__Excerpted text__

⁂

Election are about choices except in Communist countries where you don’t have any. Elections are also about change, but in Communist Cuba, the “change” is about turning over one set of Communist apparatchiks for another.
So, what’s happening in Cuba today as the people go to the polls is not really an “election” in the way that anyone with half a brain understands the word. Like most of what goes on officially in Communist countries, it’s all propaganda.
The long-suffering Cuban people think that this time, things might be a little different. The aging, decrepit 86-year-old Raul Castro says he’s giving up the office of president and the new National Assembly will “choose” his replacement.
Of course, anyone who thinks that the individual chosen by the assembly doesn’t have the blessing and approval of Mr. Castro needs brain surgery. Imagine anyone in the assembly voting for another candidate — he’d be in jail before he got back to his seat.
Leaders of the Cuban exile community in the United States, including Republican U.S. Senator Marco Rubio, have called on President Donald Trump not to recognise the election results, saying the process is a fraud designed to legitimize a dictatorship.
Raul Castro voted with little fanfare at dawn in the foothills of the Sierra Maestra mountains in southeast Cuba, where he had led a group of guerrillas during the revolution.
Castro, who succeeded his brother as president in 2008, is expected to remain at the helm of the powerful Communist Party while First Vice President Miguel Diaz-Canel, 57, is expected to become president.

⁂

__Material provided__
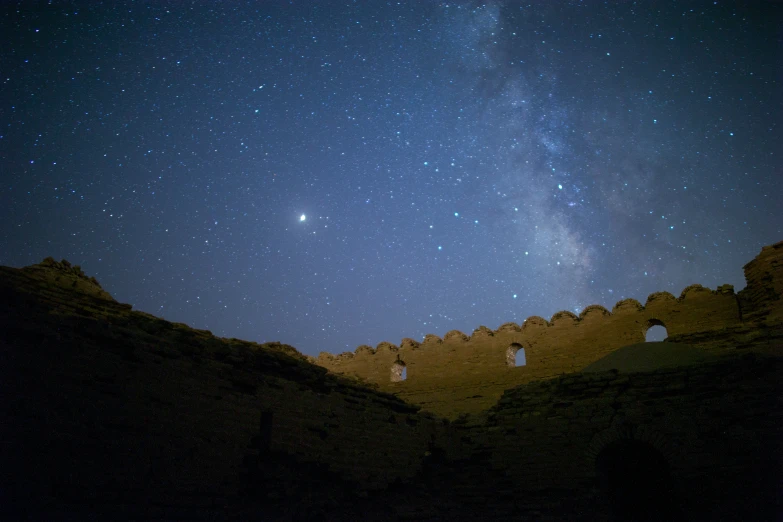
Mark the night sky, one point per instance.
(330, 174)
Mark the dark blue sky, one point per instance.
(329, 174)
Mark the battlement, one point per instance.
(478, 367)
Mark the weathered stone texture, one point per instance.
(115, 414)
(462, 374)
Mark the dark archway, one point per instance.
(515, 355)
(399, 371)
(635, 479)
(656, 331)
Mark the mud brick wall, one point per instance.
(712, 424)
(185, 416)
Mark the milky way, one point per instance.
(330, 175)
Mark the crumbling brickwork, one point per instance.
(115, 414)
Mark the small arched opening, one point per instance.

⁂

__Work instructions__
1 – Name every person the piece on Cuba's election identifies by name.
2 – In the piece on Cuba's election, condense the paragraph beginning "Leaders of the Cuban exile community" into a single shorter sentence that keeps its main facts.

__Written responses__
1 –
- Raul Castro
- Marco Rubio
- Donald Trump
- Miguel Diaz-Canel

2 – Cuban exile leaders in the United States, among them Republican U.S. Senator Marco Rubio, urged President Donald Trump not to recognize the election results, calling the process a fraud meant to legitimize a dictatorship.